• **Objective**
Turn each line of the records below into a string in a JSON list, one string per line, omitting blank lines.

***** Record list

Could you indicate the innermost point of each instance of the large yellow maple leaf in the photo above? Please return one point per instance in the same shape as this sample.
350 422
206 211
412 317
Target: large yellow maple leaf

**********

• **Reply**
[
  "Could you indicate the innermost point of each instance of the large yellow maple leaf in the photo above? Please return one point per instance in the same shape as this sample.",
  "350 422",
  "206 211",
  "412 317",
  "Target: large yellow maple leaf"
]